## Begin SELECTION

SCRAP, the State Conservation and Rescue Archaeology Program that is responsible for running archaeology field schools every summer in NH. Which was the main reason I moved to NH.  One does not get paid working with SCRAP, generally, but a bunch of us have been doing so anyway for a long time. As well as the four- to six-week field school Dick runs, there are sometimes others run by historical archaeologists along the same lines. You can get college credit for taking them, or sometimes poison ivy, or just hungover. It is a way of life. I love it.  Sometimes we make road trips to dig with Dick's colleagues in Quebec or Texas. In the winter, on Wednesdays, we sort and catalogue artifacts, if were lucky enough to find any in the summer or the long weekend of Octoberfest.

The House: a large, 'contemporary' (a year older than Sarah) with eleven acres of glacial till, uphill in almost all directions, both ways, outside of Henniker, NH. One of my criteria for a house when I was looking for it was that I should be able to put a car  up on blocks if I wanted to. I don't, but I could. I never have to rake leaves again.
The ground floor is largely open-plan, with a living/dining area (dark, because the previous owner put a glassed-in front porch onto the front of the house).

## End SELECTION
## Begin SUPPLIED INFORMATION

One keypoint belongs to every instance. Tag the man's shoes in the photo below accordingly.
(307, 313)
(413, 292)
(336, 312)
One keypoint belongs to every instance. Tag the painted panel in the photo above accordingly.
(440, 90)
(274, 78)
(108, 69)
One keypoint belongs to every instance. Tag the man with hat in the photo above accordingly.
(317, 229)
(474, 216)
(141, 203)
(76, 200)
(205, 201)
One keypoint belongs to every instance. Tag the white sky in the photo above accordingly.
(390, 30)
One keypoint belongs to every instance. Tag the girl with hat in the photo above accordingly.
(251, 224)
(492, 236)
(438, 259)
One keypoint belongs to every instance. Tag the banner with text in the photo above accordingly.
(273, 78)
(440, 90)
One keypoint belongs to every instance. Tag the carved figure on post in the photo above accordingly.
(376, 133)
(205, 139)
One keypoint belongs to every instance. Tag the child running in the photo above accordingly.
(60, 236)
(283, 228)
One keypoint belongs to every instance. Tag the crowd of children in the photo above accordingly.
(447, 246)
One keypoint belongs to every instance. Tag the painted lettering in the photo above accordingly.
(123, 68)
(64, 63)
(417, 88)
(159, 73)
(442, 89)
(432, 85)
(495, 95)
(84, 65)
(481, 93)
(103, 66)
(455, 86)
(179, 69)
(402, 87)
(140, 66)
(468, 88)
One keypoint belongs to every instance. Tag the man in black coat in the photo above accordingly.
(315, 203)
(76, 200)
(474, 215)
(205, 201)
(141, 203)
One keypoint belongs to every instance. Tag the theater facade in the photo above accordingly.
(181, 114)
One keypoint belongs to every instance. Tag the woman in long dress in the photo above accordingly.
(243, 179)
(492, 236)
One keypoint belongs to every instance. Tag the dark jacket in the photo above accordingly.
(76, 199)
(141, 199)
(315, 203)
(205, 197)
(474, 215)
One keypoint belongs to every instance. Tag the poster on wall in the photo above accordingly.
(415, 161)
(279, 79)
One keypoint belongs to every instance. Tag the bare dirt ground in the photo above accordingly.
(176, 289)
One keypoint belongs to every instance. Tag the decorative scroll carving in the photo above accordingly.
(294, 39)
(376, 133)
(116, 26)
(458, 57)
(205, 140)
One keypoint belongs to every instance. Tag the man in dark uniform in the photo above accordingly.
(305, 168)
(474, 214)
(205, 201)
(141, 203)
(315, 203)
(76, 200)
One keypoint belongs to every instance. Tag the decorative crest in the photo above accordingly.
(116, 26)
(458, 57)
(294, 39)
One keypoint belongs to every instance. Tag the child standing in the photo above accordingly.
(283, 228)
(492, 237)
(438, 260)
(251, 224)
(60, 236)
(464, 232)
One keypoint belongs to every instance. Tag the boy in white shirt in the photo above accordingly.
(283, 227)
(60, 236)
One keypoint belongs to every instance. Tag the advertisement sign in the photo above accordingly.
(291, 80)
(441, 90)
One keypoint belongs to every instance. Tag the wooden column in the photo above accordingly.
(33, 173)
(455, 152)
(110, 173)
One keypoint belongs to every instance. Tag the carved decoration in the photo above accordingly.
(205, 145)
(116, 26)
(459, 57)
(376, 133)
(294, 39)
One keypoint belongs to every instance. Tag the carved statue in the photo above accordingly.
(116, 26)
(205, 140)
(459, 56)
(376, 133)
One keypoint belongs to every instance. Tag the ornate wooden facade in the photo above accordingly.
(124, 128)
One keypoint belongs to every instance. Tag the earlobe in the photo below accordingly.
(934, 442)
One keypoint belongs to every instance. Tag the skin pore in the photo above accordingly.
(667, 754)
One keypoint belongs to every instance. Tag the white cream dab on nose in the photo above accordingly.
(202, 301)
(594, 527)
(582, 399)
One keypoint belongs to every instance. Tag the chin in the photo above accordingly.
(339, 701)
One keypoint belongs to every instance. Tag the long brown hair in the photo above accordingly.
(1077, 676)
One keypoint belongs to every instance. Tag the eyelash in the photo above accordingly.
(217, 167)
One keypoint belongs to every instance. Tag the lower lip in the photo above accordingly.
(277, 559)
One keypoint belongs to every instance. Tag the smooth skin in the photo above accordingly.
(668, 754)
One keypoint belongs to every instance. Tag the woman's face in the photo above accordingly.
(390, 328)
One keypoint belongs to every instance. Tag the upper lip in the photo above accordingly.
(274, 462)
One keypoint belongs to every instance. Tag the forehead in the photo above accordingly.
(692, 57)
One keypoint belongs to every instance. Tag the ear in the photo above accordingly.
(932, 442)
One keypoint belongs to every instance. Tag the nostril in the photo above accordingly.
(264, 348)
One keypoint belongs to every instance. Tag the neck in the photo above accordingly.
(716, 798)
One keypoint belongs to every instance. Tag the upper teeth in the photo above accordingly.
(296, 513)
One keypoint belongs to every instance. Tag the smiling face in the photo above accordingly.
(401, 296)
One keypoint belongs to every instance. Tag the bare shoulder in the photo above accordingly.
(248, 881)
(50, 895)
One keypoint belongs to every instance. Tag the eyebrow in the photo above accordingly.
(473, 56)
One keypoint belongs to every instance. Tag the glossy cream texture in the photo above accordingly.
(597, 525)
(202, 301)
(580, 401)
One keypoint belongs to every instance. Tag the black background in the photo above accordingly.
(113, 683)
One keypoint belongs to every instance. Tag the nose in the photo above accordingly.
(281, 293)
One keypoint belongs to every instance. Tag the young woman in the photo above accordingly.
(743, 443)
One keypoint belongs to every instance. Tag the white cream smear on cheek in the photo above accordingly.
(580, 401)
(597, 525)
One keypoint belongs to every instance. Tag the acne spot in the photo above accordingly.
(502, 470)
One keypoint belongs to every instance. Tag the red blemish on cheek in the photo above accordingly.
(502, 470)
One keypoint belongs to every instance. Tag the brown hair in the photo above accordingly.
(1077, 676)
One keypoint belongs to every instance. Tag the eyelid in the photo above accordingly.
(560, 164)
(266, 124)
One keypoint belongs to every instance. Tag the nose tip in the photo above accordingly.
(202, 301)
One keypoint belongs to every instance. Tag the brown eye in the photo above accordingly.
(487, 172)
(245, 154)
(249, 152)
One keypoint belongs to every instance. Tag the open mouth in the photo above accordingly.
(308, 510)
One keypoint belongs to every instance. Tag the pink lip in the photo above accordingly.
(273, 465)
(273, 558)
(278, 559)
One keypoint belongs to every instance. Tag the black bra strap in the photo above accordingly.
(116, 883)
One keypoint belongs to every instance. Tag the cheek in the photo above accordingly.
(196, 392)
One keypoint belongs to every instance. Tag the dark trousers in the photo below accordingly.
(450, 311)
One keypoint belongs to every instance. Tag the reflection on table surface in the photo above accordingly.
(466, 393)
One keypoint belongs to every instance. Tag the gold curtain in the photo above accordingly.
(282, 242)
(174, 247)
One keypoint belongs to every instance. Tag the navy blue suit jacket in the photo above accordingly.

## End SUPPLIED INFORMATION

### YOUR TASKS
1. In the passage, why is the ground-floor living/dining area dark? Answer in one to three sentences.
2. Rewrite the passage from "The House: a" to "rake leaves again.", putting "truck" wherever "car" appears.
3. What comes next in the passage about SCRAP and the house? Continue it after its last sentence.
None of the data is needed here.

### ANSWERS TO EACH TASK
1. The previous owner built a glassed-in front porch onto the front of the house.

2.
The House: a large, 'contemporary' (a year older than Sarah) with eleven acres of glacial till, uphill in almost all directions, both ways, outside of Henniker, NH. One of my criteria for a house when I was looking for it was that I should be able to put a truck  up on blocks if I wanted to. I don't, but I could. I never have to rake leaves again.

3.
Off to the right, or the north, there is The Loom Room originally built by the previous owner around a concrete slab.  Paul had to rebuild it onto the slab with dry foundations, and the loft in the room because the support beam had been sawn halfway through to make niches for the two-by-fours of the loft floor (It bowed more than somewhat). I sold Doug the floor loom, but I have two or three frame looms and really a lot of wool. It's a sewing, beading, whatever crafting area, and also the spare room with a double folding futon.
There are two bedrooms upstairs (one of them mine), and maybe three, or two and a study, downstairs. The small bathroom used to open directly onto the dining area; now it's a dogleg away through the kitchen
The one+study make up most of Doug's suite, along with  
The Kitchenette.  The previous owner made the Kitchenette out of a small, attached garage in order to offer his aging father a home. My mother claims the idea of living there is what killed him before he took residence. There's a three-quarter bathroom. One way and another, the Kitchenette is the sunniest, warmest room on the ground floor, and an incomparable view of the proximal portion of the driveway (the paved part).
My Bedroom is the sunniest, warmest room on the second floor.  This makes it hard to get out of bed. It has a deck with a couple of bird feeders.  I wish the bathroom were not ensuite, and opened onto the hall, because it's icky for anyone in the other bedroom to use it (to say nothing of what I think of people having to come into my bedroom in the middle of the night). The original owner (I believe still in the federal pen for drugs and suborning federal agents as well as local cops) was a lousy designer.

Several years before I bought the house from its second owner  the four-car garage burned down, so I have a big concrete pad which uses most of the flat place they made when they built the house. There is a compost heap and some garden beds around the edges of the pad. I bought in some decent soil last year, making a huge difference in garden yield.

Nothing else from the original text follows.